What the malware tried to steal
- GitHub personal access tokens and repository credentials
- npm publishing tokens
- Cloud credentials for AWS, Google Cloud, Azure, and similar services
- Secrets stored in environment variables
- SSH keys and service account credentials
- Repository data available from the affected machine or CI job
- Authentication data exposed inside build runners
StepSecurity reported that attacks in this family can also target GitHub Actions runner memory by scanning Linux process data. That makes CI/CD exposure especially important for security teams.
For AI teams, the risk is broader than a single workstation. Training jobs, notebooks, containers, internal packages, and automated deployment pipelines may all import the affected package indirectly.
GitHub activity raised further concern
Community reports appeared in the Lightning-AI GitHub repository shortly after the suspicious releases were found. Security researchers and users raised issues warning that version 2.6.3 looked like a supply chain attack.
Socket reported that a warning issue was closed quickly by the pl-ghost account, followed by suspicious behavior in the thread. The company said this suggested a project GitHub account may have been compromised, although the full scope was not confirmed.

Snyk also documented a rapid sequence of GitHub issues, closures, and repository activity during the incident window. These signals added to concern that the attack may have involved more than a simple malicious package upload.
Who is affected
Any environment that installed and imported lightning version 2.6.2 or 2.6.3 should be treated as potentially compromised. This includes local developer systems, CI jobs, Jupyter notebooks, Docker builds, model training servers, and cloud runners.
Installing the package alone may not be the only concern. The highest-risk case is an environment where the package was imported after installation, because public analysis shows the payload executed during import.
Projects that pinned dependencies to 2.6.1 avoided the affected versions. Projects that allowed automatic upgrades or loose version ranges faced higher exposure during the release window.
What developers should do now
- Remove lightning versions 2.6.2 and 2.6.3 from all systems.
- Pin the package to 2.6.1 until maintainers provide further guidance.
- Clear local package caches so compromised wheels cannot be reinstalled accidentally.
- Rotate GitHub, npm, PyPI, cloud, SSH, and service account credentials.
- Review repositories for unauthorized commits, strange files, or suspicious encoded data.
- Audit CI/CD logs for unexpected network connections or child processes.
- Rebuild affected machines, containers, and runners from a known clean state.

============================================================

EXERCISE DIRECTIONS —
Edit the lightning package text from "Who is affected" to "and cloud runners.", replacing "Docker builds" with "container builds".

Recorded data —
============================================================

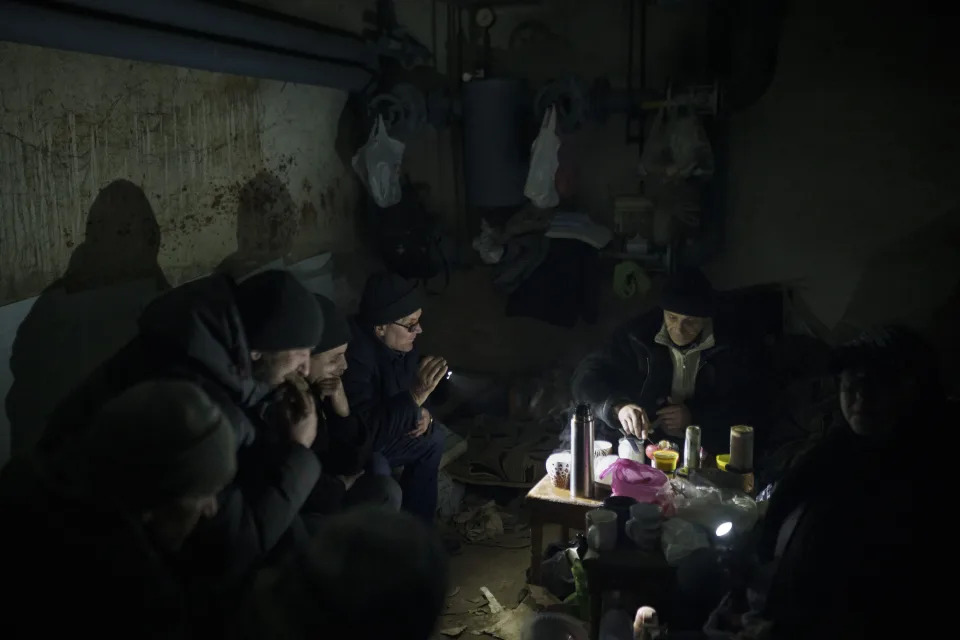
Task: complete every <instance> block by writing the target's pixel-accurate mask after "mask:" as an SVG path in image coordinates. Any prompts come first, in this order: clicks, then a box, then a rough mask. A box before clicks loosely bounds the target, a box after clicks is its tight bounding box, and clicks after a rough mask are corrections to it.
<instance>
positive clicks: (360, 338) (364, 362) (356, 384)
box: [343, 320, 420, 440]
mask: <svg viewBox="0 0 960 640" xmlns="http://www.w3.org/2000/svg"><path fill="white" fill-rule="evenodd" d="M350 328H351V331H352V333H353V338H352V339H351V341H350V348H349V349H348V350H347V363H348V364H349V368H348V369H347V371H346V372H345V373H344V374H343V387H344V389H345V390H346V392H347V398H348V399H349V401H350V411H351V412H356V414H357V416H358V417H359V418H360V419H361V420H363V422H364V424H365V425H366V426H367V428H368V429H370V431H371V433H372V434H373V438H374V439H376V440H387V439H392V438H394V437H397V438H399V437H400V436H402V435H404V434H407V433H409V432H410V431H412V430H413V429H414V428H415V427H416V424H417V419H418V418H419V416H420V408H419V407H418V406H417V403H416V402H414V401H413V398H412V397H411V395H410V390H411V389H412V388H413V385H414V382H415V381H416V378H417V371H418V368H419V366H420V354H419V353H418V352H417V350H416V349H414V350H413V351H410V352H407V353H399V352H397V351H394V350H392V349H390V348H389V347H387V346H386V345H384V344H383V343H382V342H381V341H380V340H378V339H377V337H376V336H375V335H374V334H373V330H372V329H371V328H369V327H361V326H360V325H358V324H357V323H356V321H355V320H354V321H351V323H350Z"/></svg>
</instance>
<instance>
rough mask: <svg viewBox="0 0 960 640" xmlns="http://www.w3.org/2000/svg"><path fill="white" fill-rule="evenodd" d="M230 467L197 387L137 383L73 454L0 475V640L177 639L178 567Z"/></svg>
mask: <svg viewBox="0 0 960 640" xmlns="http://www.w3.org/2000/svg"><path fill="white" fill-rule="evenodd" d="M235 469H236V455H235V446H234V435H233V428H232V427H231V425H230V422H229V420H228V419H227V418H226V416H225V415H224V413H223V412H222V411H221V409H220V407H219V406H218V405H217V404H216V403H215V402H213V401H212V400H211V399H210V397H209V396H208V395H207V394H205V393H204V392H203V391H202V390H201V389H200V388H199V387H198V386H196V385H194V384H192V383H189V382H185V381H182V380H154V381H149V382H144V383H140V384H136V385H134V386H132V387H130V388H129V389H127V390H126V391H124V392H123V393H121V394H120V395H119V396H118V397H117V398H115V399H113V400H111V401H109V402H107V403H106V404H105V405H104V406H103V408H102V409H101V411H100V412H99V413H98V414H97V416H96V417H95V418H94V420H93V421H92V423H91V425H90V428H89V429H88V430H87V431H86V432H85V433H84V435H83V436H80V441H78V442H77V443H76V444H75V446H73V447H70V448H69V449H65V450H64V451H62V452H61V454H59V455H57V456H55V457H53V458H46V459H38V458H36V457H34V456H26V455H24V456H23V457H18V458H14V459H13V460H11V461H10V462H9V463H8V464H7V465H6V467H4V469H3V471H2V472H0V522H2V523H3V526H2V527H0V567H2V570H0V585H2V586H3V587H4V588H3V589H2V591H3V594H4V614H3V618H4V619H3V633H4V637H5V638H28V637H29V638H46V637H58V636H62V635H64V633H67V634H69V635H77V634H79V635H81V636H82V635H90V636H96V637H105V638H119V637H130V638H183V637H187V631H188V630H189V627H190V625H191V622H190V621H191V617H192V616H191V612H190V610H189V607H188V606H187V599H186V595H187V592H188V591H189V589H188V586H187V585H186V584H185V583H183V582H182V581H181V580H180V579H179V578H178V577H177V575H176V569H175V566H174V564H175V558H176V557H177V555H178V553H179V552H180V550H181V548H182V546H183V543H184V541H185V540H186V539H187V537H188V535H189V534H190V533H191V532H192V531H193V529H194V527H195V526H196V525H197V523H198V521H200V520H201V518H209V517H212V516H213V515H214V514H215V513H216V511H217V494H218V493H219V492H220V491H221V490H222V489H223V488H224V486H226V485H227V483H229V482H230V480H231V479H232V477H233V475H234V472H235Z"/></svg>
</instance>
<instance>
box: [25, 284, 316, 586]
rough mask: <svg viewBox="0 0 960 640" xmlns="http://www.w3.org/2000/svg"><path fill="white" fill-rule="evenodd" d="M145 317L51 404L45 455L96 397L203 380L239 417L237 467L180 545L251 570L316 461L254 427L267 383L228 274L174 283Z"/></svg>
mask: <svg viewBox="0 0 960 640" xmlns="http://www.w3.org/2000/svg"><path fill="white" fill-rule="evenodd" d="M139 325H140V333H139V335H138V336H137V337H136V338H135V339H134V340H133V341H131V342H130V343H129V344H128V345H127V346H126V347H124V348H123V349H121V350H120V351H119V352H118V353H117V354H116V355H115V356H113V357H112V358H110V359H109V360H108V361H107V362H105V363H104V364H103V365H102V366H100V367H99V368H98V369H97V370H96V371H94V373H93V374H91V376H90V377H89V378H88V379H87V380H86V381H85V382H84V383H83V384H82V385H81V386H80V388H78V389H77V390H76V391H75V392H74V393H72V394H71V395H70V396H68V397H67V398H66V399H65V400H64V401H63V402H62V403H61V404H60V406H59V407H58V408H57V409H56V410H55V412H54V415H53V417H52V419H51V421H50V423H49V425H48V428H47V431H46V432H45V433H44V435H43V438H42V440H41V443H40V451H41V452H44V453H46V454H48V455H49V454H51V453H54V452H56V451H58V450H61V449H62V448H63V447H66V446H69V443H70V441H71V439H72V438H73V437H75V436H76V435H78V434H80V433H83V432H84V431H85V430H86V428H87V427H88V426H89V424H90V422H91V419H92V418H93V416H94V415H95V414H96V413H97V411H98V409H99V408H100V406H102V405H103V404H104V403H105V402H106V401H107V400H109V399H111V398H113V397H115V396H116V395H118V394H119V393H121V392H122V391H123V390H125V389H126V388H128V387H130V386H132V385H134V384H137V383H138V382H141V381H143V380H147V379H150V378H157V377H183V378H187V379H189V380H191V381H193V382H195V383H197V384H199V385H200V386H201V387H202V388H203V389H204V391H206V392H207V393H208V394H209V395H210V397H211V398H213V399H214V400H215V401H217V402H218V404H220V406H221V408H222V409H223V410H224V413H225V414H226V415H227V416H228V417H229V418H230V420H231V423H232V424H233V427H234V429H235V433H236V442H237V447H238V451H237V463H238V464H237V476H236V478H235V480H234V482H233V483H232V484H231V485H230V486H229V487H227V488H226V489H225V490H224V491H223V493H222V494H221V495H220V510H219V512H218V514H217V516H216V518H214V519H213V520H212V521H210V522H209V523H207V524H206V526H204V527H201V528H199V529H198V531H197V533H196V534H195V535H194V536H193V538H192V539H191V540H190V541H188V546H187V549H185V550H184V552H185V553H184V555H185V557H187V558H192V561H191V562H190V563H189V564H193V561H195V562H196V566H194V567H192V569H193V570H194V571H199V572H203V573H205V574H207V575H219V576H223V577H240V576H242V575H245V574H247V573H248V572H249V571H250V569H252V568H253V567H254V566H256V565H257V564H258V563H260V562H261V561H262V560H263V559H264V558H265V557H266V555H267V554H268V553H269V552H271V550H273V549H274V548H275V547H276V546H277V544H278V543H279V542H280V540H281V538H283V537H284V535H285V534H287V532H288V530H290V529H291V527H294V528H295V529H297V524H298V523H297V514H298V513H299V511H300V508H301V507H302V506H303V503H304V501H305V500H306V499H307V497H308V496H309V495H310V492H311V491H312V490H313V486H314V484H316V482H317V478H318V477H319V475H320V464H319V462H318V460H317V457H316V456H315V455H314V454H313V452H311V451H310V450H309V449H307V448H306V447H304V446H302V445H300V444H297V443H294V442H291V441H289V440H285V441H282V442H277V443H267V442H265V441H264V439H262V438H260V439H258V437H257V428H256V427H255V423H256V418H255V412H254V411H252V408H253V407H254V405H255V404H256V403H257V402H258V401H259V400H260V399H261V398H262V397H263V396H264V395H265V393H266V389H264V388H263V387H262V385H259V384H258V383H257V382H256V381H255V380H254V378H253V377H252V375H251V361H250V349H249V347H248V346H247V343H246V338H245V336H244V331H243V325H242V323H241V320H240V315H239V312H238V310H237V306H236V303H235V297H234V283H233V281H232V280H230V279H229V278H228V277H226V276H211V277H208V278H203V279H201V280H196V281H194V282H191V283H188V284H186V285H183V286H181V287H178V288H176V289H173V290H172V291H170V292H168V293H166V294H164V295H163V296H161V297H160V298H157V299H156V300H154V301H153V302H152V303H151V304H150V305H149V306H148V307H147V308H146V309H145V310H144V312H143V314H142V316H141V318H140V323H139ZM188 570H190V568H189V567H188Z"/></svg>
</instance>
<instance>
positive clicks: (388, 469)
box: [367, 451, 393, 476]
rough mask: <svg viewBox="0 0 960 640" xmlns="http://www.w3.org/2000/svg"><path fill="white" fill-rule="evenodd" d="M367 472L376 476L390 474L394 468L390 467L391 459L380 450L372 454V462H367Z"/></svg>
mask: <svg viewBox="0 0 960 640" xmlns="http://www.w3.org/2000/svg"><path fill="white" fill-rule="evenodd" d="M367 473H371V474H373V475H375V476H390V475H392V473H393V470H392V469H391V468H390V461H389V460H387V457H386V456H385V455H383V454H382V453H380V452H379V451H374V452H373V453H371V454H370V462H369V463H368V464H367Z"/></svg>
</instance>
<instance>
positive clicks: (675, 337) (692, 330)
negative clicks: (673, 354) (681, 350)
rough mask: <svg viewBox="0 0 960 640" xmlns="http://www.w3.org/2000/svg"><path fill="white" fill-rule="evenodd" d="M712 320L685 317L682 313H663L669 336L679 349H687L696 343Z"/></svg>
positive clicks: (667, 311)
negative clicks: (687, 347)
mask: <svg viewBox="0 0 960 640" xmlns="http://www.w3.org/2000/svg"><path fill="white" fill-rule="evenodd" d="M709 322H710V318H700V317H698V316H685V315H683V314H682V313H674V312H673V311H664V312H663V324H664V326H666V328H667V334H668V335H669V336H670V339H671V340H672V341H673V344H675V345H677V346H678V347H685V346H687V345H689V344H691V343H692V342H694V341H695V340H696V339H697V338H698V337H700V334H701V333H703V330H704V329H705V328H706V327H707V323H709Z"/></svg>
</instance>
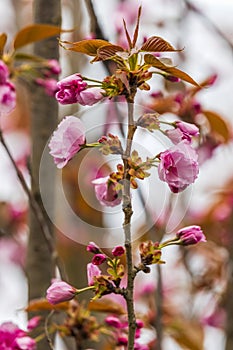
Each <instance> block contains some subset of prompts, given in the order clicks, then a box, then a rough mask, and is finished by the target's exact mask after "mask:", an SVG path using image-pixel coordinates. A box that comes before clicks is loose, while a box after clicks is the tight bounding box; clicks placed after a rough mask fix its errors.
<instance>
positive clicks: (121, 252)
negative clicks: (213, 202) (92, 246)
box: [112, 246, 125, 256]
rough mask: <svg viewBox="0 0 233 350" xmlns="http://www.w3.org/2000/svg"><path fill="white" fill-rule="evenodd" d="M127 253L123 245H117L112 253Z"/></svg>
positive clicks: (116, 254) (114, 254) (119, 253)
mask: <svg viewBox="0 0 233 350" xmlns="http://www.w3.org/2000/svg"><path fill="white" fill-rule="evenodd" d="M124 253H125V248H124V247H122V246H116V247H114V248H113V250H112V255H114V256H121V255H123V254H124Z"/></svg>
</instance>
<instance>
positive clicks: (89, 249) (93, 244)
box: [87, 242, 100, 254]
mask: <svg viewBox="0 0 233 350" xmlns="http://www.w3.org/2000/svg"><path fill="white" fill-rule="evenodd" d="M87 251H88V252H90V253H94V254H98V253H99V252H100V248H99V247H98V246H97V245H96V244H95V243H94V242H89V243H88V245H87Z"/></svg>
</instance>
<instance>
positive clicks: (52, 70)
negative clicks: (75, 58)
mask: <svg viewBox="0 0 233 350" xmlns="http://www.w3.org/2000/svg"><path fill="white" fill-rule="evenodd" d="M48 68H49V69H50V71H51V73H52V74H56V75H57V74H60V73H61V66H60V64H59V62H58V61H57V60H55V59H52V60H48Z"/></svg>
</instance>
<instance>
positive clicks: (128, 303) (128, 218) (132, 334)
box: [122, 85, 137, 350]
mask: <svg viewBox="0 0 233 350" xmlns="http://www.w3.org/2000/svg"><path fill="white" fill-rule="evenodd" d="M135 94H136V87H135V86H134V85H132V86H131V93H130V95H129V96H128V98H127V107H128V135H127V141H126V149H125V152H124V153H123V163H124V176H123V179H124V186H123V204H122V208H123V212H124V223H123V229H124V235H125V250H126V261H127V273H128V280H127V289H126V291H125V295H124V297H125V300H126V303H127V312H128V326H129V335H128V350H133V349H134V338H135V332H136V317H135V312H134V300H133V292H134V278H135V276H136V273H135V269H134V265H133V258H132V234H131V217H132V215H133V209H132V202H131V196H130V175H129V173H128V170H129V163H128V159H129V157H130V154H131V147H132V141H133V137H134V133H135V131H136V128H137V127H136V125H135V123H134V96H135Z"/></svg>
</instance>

============================================================

OUTPUT BELOW —
Who is affected
Any environment that installed and imported lightning version 2.6.2 or 2.6.3 should be treated as potentially compromised. This includes local developer systems, CI jobs, Jupyter notebooks, container builds, model training servers, and cloud runners.